_TEKS HALAMAN_.
####################

Kita masih menahan nafas menunggu sepak terjang ulama ulama tersebut,
ketahuilah dari lisan ulama yg lurus umat pun akan samina wa athona… Dalam
melindungi kejayaan islam dan umat islam.
Allah SWT berfirman:
وَيْلٌ لِّلْمُطَفِّفِيْنَ ۙ
Neraka wail lah bagi pelaku curang….
Dan bagi umat islam, tentunya, apapun yg akan terjadi setelah optimal
dan sudah maksimum berikhtiar, insyaAllah akan tenang… Dan janganlah lupa ayat
ini…
Allah SWT berfirman:
مَاۤ اَصَا بَ مِنْ مُّصِيْبَةٍ فِى
الْاَرْضِ وَلَا فِيْۤ اَنْفُسِكُمْ اِلَّا فِيْ كِتٰبٍ مِّنْ قَبْلِ اَنْ
نَّبْـرَاَهَا ۗ اِنَّ ذٰلِكَ عَلَى اللّٰهِ يَسِيْرٌ ۖ
“Setiap bencana yang menimpa di bumi dan yang menimpa dirimu sendiri,
semuanya telah tertulis dalam Kitab (Lauh Mahfuz) sebelum Kami mewujudkannya.

####################

_LATIHAN SINGKAT 1_.
Tampilkan semua baris listing di bawah yang memuat kata "white". Perhatikan huruf besar dan huruf kecil.

_CUPLIKAN DATA_.
####################

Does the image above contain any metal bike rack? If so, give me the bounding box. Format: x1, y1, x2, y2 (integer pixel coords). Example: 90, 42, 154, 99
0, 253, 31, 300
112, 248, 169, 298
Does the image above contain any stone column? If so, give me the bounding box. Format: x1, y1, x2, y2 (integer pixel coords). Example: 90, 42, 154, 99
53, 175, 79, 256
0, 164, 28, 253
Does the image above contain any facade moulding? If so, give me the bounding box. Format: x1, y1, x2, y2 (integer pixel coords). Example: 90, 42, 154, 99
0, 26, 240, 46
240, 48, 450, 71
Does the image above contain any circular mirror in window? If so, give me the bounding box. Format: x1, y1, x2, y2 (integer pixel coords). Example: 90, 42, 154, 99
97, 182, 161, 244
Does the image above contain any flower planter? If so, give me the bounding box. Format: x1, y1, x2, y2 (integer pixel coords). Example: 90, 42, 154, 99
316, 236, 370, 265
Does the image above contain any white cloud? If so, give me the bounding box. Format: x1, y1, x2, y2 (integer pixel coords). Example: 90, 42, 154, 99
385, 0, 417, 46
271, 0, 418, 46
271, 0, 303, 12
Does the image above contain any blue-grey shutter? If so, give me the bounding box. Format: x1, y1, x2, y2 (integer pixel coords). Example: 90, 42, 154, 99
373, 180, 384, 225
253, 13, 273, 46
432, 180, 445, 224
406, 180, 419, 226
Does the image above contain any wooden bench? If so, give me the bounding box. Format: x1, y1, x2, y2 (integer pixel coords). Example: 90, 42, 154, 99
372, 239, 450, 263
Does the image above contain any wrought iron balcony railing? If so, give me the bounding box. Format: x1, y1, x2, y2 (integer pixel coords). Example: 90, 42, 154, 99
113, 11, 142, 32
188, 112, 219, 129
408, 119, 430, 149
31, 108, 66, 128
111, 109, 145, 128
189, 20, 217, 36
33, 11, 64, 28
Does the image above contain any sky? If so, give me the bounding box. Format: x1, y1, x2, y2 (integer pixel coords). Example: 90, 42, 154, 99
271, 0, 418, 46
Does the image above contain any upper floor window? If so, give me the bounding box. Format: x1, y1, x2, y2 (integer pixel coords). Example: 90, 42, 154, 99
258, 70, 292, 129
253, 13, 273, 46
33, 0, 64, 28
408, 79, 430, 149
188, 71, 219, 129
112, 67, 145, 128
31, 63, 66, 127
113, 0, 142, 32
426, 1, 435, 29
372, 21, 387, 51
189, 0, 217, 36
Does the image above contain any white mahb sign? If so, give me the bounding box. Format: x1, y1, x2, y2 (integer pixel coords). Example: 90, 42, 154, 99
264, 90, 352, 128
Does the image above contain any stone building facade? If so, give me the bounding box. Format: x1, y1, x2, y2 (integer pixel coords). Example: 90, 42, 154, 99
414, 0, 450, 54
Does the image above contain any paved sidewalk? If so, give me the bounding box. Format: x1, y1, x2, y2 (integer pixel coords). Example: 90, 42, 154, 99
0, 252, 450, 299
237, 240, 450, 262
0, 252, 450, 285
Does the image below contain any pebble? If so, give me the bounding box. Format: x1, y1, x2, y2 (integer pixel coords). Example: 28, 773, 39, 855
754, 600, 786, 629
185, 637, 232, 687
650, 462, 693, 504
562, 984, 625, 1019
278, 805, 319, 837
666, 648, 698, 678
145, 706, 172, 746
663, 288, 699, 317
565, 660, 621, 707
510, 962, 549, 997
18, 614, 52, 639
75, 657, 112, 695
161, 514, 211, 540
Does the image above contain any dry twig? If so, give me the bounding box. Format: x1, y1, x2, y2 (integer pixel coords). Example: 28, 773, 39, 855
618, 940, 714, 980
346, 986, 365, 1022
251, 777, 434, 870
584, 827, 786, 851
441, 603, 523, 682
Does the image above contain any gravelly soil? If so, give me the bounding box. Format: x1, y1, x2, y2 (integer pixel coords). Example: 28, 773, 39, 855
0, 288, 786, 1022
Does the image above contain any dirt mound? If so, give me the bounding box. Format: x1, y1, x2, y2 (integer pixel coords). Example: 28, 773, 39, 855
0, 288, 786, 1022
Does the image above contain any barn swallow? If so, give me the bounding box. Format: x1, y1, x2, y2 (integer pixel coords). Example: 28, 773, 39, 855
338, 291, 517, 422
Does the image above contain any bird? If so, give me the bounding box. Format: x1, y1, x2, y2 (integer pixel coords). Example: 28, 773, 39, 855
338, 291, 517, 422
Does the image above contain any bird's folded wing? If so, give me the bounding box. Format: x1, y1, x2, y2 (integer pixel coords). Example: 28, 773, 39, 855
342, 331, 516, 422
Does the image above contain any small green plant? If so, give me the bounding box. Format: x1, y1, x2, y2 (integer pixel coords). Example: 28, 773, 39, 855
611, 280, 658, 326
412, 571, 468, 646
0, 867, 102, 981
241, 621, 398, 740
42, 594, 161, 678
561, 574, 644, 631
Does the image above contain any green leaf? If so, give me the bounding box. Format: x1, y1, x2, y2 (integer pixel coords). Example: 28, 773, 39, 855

####################

_LATIHAN SINGKAT 2_.
Menurut teks halaman di atas, di mana setiap bencana telah tertulis sebelum diwujudkan?

_HASIL 1_.
Does the image above contain any white cloud? If so, give me the bounding box. Format: x1, y1, x2, y2 (integer pixel coords). Example: 90, 42, 154, 99
Does the image above contain any white mahb sign? If so, give me the bounding box. Format: x1, y1, x2, y2 (integer pixel coords). Example: 90, 42, 154, 99

_HASIL 2_.
Dalam Kitab (Lauh Mahfuz).